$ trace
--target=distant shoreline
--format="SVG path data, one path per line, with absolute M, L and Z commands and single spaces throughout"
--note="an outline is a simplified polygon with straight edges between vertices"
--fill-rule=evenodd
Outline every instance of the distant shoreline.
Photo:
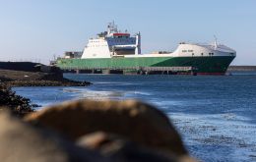
M 226 72 L 256 72 L 256 66 L 229 66 Z

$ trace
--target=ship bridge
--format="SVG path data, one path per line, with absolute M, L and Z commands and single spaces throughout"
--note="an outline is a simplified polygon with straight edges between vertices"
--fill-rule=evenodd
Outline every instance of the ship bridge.
M 131 36 L 127 30 L 125 32 L 118 30 L 113 22 L 108 24 L 107 31 L 97 35 L 97 38 L 89 40 L 82 58 L 111 58 L 141 54 L 140 32 Z

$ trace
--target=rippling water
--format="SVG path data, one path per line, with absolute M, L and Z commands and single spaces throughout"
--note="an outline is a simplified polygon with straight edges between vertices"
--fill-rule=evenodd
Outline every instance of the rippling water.
M 72 75 L 88 87 L 16 87 L 32 103 L 136 98 L 170 117 L 192 156 L 202 161 L 256 161 L 256 75 Z

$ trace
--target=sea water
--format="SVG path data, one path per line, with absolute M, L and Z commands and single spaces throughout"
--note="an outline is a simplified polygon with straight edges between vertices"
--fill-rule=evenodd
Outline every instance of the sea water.
M 94 84 L 13 89 L 42 107 L 81 98 L 139 99 L 170 118 L 192 156 L 202 161 L 256 161 L 255 74 L 65 77 Z

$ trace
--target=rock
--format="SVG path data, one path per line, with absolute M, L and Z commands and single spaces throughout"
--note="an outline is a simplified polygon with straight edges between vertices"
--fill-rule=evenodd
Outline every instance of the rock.
M 106 161 L 48 131 L 33 128 L 7 112 L 0 113 L 0 159 L 3 162 Z
M 113 161 L 195 162 L 194 159 L 188 156 L 170 156 L 146 147 L 140 147 L 119 135 L 103 132 L 82 136 L 77 143 L 85 148 L 97 150 L 102 156 Z
M 169 119 L 138 101 L 74 101 L 32 113 L 25 121 L 53 129 L 73 140 L 101 131 L 168 154 L 187 154 Z
M 0 107 L 5 106 L 17 116 L 24 116 L 24 114 L 33 111 L 30 103 L 30 99 L 16 95 L 10 87 L 0 84 Z

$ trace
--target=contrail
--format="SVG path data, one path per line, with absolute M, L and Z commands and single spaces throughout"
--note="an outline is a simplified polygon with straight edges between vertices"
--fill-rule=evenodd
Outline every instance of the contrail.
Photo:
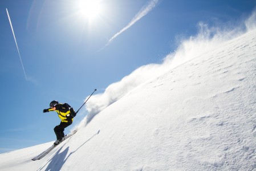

--------------------------------

▸ EXERCISE
Repeat all the data as it stands, dropping any images it holds.

▸ WORKED ANSWER
$ trace
--target=distant shoreline
--format="SVG path data, one path per line, with absolute M, L and Z commands and single spaces throughout"
--note="an outline is a simplified polygon with straight edges between vertices"
--fill-rule=evenodd
Outline every instance of the distant shoreline.
Photo:
M 226 72 L 256 72 L 256 66 L 229 66 Z

$ trace
--target=ship bridge
--format="SVG path data, one path per line, with absolute M, L and Z commands and single spaces throughout"
--note="an outline is a simplified polygon with straight edges between vertices"
--fill-rule=evenodd
Outline every instance of the ship bridge.
M 131 36 L 127 30 L 125 32 L 118 30 L 113 22 L 108 24 L 107 31 L 97 35 L 97 38 L 89 40 L 82 58 L 111 58 L 141 54 L 140 32 Z

$ trace
--target=rippling water
--format="SVG path data, one path per line, with absolute M, L and Z commands and single spaces throughout"
--note="an outline is a simplified polygon with straight edges between vertices"
--fill-rule=evenodd
Outline every instance of the rippling water.
M 72 75 L 88 87 L 16 87 L 32 103 L 136 98 L 170 117 L 192 156 L 202 161 L 256 161 L 256 75 Z

$ trace
--target=sea water
--format="SVG path data, one path per line, with absolute M, L and Z commands and single spaces throughout"
--note="an outline is a simplified polygon with straight edges between vertices"
--fill-rule=evenodd
Outline every instance of the sea water.
M 94 84 L 13 89 L 42 107 L 81 98 L 139 99 L 170 118 L 192 156 L 202 161 L 256 161 L 255 74 L 65 77 Z

$ trace
--target=rock
--format="SVG path data, one path per line, with absolute M, L and Z commands and single spaces throughout"
--note="an outline is a simplified polygon with straight edges between vertices"
--fill-rule=evenodd
Outline every instance of the rock.
M 106 161 L 48 131 L 33 128 L 7 112 L 0 113 L 0 159 L 3 162 Z
M 113 161 L 195 162 L 194 159 L 188 156 L 170 156 L 146 147 L 140 147 L 119 135 L 103 132 L 82 136 L 77 143 L 85 148 L 97 150 L 102 156 Z
M 169 119 L 138 101 L 74 101 L 32 113 L 25 121 L 53 129 L 73 140 L 101 131 L 168 154 L 187 154 Z
M 0 107 L 5 106 L 17 116 L 24 116 L 24 114 L 33 111 L 30 103 L 30 99 L 16 95 L 10 87 L 0 84 Z

$ trace
--target=contrail
--format="SVG path data, one path per line, with absolute M, L and Z commands and single spaces throughout"
--note="an outline is a simplified polygon with straight edges between vertices"
--fill-rule=evenodd
Outline every instance of the contrail.
Photo:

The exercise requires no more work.